### [Work to complete]
1. Name every author credited at the top of the article on weather-related deaths.
2. Write out the passage of the article on weather-related deaths between "The response to" and "that save lives.", inclusive, word for word.

### [Text for analysis]
#####
04.05.24 | 8 min read | Text by Alistair Hayden & Nathaniel Hupert & Vivian Lam & Rebecca Morgenstern Brenner & Amie Patchen

The response to the 9/11 terrorist attacks included building from scratch a bioterrorism-monitoring system that remains a model for public health systems worldwide. Today we face a similarly galvanizing moment: weather-related hazards cause multiple times the 9/11 death toll each year, with extreme heat often termed the “top weather killer,” at 1,670 official deaths a year and 10,000 attributed via excess deaths analysis. Extreme cold and dense wildfire smoke each cause comparable numbers of deaths. By rapidly upgrading and expanding the health-tracking systems of the Centers for Disease Control (CDC), Veterans Health Administration (VHA), and Centers for Medicare and Medicaid (CMS) to improve real-time surveillance of health impacts of climate change, the U.S. can similarly meet the current moment to promote climate-conscientious care that save lives.

Challenge and Opportunity

The official death toll of extreme heat since 1979 stands at over 11,000, but the methods used to develop this count are known to underestimate the true impacts of heat waves. The undercounting of deaths related to extreme heat and other people-centered disasters — like extreme cold and smoke waves — hinders the political and public drive to address the problem and adds difficulty to declaring heat waves as disasters despite the massive loss of life. Similarly, the lack of integration of critical environmental data like “wet bulb” temperature alongside these health impacts in electronic data systems hinders the provision of medical care.
#####
### [Supplied records]
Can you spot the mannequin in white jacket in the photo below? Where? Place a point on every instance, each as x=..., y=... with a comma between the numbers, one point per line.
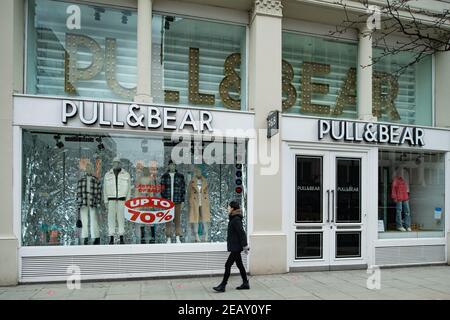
x=116, y=190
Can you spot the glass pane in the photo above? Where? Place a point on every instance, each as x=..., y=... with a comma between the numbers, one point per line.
x=309, y=189
x=81, y=50
x=411, y=92
x=308, y=245
x=328, y=64
x=348, y=244
x=411, y=194
x=348, y=190
x=69, y=178
x=198, y=63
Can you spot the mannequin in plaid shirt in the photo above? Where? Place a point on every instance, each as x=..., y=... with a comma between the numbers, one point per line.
x=89, y=199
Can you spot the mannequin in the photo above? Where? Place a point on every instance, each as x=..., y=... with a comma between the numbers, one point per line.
x=400, y=195
x=145, y=185
x=173, y=188
x=88, y=199
x=116, y=190
x=199, y=204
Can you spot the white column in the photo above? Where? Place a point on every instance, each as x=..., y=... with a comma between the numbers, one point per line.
x=264, y=96
x=11, y=64
x=144, y=52
x=364, y=75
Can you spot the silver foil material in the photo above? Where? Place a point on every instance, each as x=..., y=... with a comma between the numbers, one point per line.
x=50, y=181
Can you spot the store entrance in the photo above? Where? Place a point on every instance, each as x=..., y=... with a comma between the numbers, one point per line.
x=330, y=215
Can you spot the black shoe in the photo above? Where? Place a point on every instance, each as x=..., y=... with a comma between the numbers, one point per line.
x=220, y=288
x=244, y=286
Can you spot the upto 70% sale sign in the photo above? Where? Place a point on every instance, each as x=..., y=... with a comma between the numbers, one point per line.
x=149, y=210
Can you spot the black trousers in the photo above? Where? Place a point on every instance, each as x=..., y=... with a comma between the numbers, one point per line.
x=235, y=256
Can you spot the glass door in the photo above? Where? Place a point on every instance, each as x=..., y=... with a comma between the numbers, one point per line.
x=329, y=221
x=346, y=224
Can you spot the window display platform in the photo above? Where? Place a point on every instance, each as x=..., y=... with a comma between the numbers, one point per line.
x=410, y=234
x=46, y=264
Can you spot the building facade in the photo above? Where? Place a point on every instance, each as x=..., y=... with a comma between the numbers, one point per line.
x=128, y=125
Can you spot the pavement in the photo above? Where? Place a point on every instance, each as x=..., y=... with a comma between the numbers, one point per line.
x=412, y=283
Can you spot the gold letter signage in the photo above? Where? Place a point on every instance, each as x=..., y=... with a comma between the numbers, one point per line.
x=73, y=73
x=231, y=81
x=195, y=96
x=308, y=87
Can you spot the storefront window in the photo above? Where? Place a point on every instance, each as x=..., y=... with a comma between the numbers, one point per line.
x=411, y=195
x=319, y=76
x=85, y=189
x=198, y=63
x=81, y=50
x=407, y=98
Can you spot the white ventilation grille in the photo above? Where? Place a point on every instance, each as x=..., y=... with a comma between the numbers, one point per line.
x=54, y=268
x=409, y=255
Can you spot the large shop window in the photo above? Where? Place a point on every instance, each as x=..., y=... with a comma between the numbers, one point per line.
x=411, y=195
x=84, y=189
x=319, y=76
x=407, y=97
x=198, y=63
x=81, y=50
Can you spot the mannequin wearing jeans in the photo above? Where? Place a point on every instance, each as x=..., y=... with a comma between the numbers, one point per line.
x=400, y=195
x=116, y=190
x=89, y=198
x=199, y=205
x=174, y=189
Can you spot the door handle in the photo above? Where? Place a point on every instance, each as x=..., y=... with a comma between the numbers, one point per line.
x=328, y=206
x=332, y=205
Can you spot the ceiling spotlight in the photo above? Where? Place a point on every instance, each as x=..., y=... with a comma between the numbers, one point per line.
x=167, y=22
x=125, y=15
x=100, y=145
x=144, y=146
x=98, y=11
x=59, y=143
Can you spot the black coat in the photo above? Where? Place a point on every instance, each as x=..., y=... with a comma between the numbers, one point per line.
x=179, y=187
x=236, y=237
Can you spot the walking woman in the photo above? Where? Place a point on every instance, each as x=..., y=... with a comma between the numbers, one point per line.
x=236, y=243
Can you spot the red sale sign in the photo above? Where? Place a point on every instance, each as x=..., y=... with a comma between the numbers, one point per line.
x=149, y=210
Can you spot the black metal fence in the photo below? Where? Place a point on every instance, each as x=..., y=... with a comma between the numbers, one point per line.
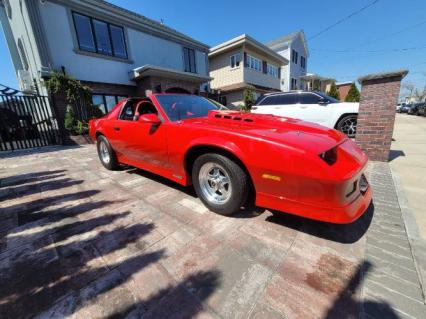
x=27, y=121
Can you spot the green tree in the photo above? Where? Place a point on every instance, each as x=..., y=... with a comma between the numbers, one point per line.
x=249, y=99
x=334, y=92
x=353, y=94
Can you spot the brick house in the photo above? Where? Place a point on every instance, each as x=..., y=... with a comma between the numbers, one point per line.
x=241, y=63
x=114, y=51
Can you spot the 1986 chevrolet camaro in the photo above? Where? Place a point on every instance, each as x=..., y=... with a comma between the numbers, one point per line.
x=288, y=165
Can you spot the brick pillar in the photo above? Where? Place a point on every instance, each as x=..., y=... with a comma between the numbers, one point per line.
x=377, y=108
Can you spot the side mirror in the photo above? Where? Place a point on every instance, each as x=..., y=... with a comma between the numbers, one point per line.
x=323, y=101
x=149, y=118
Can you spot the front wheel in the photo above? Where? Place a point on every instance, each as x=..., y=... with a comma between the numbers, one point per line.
x=347, y=125
x=220, y=183
x=106, y=153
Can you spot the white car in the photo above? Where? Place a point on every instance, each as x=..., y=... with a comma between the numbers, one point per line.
x=313, y=107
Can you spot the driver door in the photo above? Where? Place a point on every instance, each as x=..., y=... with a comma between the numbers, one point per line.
x=146, y=142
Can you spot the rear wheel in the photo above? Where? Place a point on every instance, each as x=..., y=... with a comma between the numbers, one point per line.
x=220, y=183
x=347, y=125
x=106, y=153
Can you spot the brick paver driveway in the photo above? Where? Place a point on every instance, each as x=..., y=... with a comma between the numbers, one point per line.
x=80, y=241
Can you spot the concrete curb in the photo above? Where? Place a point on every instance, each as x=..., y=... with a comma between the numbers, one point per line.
x=417, y=243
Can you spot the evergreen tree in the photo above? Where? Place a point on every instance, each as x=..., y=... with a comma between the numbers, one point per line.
x=353, y=94
x=334, y=92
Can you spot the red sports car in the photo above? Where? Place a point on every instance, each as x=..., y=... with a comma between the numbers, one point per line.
x=288, y=165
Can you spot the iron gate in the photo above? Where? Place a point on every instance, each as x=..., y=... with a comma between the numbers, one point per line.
x=26, y=121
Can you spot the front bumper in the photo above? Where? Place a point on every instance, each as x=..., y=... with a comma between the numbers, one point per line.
x=337, y=215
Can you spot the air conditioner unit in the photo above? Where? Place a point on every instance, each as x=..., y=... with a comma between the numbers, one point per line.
x=25, y=81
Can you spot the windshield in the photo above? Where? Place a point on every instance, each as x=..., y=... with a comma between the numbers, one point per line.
x=181, y=107
x=331, y=99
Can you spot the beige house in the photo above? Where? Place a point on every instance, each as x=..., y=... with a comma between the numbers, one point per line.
x=241, y=63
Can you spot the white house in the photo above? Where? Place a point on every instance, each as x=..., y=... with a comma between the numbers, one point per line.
x=114, y=51
x=294, y=48
x=241, y=63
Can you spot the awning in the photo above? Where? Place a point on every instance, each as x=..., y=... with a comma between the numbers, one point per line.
x=152, y=70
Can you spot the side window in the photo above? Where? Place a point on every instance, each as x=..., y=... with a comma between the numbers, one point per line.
x=308, y=98
x=146, y=108
x=269, y=100
x=286, y=99
x=128, y=111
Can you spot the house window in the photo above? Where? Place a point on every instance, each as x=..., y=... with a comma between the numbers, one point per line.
x=294, y=56
x=303, y=62
x=189, y=60
x=273, y=70
x=235, y=60
x=23, y=55
x=293, y=84
x=254, y=63
x=104, y=102
x=100, y=37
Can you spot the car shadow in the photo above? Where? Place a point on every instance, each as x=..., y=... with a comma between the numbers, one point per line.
x=36, y=150
x=342, y=233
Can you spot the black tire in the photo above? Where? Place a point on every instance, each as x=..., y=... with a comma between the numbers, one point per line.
x=239, y=182
x=112, y=163
x=342, y=125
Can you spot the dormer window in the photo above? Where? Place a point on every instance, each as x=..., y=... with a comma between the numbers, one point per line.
x=235, y=60
x=99, y=37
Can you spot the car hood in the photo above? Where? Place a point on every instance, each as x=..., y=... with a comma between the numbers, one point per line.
x=287, y=132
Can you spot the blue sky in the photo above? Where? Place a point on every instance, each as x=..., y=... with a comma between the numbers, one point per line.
x=388, y=35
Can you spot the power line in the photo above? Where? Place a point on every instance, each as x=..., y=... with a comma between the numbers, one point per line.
x=370, y=51
x=375, y=40
x=394, y=33
x=344, y=19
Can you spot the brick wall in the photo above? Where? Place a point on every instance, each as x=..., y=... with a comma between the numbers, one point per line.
x=379, y=96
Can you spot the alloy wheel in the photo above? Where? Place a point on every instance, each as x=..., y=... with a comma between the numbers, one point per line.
x=215, y=183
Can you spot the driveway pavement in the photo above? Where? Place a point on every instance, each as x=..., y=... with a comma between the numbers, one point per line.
x=79, y=241
x=408, y=164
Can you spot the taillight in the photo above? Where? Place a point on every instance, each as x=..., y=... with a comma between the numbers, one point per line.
x=330, y=156
x=363, y=184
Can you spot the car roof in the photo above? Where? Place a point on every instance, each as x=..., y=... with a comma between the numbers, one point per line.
x=288, y=92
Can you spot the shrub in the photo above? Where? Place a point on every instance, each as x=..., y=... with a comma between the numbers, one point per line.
x=353, y=94
x=249, y=100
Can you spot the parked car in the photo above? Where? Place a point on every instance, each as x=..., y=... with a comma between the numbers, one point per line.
x=422, y=109
x=414, y=108
x=405, y=108
x=229, y=156
x=399, y=106
x=313, y=107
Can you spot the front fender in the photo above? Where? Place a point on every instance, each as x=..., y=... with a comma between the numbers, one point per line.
x=217, y=142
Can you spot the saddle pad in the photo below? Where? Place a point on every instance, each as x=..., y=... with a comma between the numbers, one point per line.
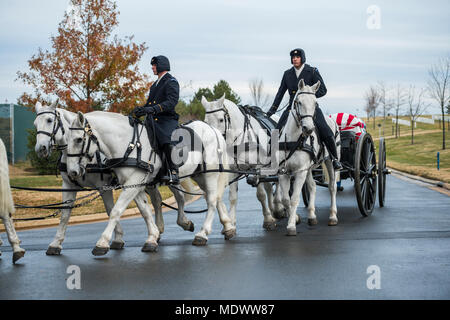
x=257, y=113
x=349, y=122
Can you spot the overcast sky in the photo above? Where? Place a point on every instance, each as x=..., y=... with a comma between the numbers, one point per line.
x=238, y=40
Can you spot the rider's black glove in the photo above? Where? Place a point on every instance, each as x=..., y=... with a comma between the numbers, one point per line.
x=270, y=112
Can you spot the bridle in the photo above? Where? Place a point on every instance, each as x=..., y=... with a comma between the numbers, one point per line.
x=299, y=117
x=226, y=119
x=90, y=137
x=57, y=124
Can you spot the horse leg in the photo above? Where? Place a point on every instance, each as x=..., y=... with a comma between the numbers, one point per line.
x=232, y=197
x=127, y=195
x=292, y=201
x=269, y=221
x=211, y=200
x=108, y=201
x=279, y=211
x=332, y=220
x=151, y=244
x=55, y=247
x=284, y=184
x=13, y=239
x=182, y=220
x=155, y=197
x=229, y=228
x=270, y=197
x=311, y=185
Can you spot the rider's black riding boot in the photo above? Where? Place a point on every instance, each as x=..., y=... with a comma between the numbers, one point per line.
x=172, y=170
x=330, y=143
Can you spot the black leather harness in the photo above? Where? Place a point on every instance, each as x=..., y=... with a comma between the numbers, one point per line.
x=109, y=164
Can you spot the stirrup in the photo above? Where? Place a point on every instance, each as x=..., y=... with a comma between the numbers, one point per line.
x=173, y=177
x=337, y=165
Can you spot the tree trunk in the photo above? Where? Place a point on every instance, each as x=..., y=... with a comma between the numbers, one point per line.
x=396, y=124
x=443, y=126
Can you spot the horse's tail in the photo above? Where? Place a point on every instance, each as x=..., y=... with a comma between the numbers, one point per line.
x=6, y=201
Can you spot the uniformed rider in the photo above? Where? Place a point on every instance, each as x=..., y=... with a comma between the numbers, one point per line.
x=160, y=110
x=310, y=76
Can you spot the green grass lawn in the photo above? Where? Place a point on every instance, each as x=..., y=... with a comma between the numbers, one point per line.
x=389, y=126
x=36, y=181
x=421, y=153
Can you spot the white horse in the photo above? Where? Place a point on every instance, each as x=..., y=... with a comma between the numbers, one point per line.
x=226, y=116
x=7, y=206
x=52, y=126
x=301, y=163
x=112, y=134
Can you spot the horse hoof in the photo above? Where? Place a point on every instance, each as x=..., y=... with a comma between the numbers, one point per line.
x=332, y=222
x=18, y=255
x=53, y=251
x=117, y=245
x=189, y=226
x=99, y=251
x=198, y=241
x=149, y=247
x=269, y=226
x=229, y=234
x=279, y=214
x=291, y=232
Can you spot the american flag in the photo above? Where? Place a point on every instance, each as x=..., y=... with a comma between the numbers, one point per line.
x=349, y=122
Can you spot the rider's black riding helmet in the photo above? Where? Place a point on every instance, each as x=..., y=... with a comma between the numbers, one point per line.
x=162, y=63
x=298, y=53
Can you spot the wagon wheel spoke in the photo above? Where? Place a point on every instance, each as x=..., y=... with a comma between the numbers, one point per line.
x=368, y=156
x=363, y=165
x=364, y=189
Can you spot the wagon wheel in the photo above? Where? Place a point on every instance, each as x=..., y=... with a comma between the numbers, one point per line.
x=365, y=174
x=305, y=195
x=382, y=172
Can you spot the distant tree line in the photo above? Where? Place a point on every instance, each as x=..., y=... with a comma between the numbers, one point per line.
x=383, y=99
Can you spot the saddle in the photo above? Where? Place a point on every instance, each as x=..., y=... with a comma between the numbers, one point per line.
x=260, y=116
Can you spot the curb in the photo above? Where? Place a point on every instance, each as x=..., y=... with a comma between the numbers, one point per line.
x=91, y=218
x=435, y=183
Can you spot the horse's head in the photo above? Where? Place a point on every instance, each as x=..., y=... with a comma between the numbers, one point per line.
x=82, y=145
x=304, y=106
x=216, y=114
x=50, y=131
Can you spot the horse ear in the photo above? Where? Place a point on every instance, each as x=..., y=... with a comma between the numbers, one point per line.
x=54, y=104
x=37, y=106
x=316, y=86
x=301, y=84
x=205, y=102
x=222, y=99
x=80, y=117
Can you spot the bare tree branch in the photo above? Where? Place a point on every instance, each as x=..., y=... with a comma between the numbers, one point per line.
x=438, y=87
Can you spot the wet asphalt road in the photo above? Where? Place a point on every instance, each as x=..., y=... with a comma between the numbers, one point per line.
x=409, y=240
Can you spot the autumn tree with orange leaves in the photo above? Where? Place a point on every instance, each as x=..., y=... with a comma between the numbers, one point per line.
x=87, y=68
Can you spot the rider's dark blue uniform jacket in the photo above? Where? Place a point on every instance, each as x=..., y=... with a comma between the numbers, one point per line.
x=163, y=97
x=290, y=83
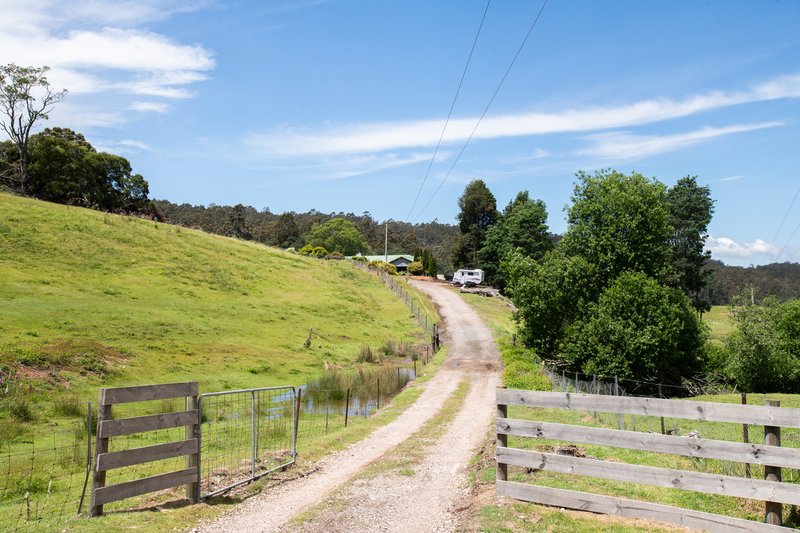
#####
### [Answers for the tasks]
1.
Alistair Hayden
Nathaniel Hupert
Vivian Lam
Rebecca Morgenstern Brenner
Amie Patchen

2.
The response to the 9/11 terrorist attacks included building from scratch a bioterrorism-monitoring system that remains a model for public health systems worldwide. Today we face a similarly galvanizing moment: weather-related hazards cause multiple times the 9/11 death toll each year, with extreme heat often termed the “top weather killer,” at 1,670 official deaths a year and 10,000 attributed via excess deaths analysis. Extreme cold and dense wildfire smoke each cause comparable numbers of deaths. By rapidly upgrading and expanding the health-tracking systems of the Centers for Disease Control (CDC), Veterans Health Administration (VHA), and Centers for Medicare and Medicaid (CMS) to improve real-time surveillance of health impacts of climate change, the U.S. can similarly meet the current moment to promote climate-conscientious care that save lives.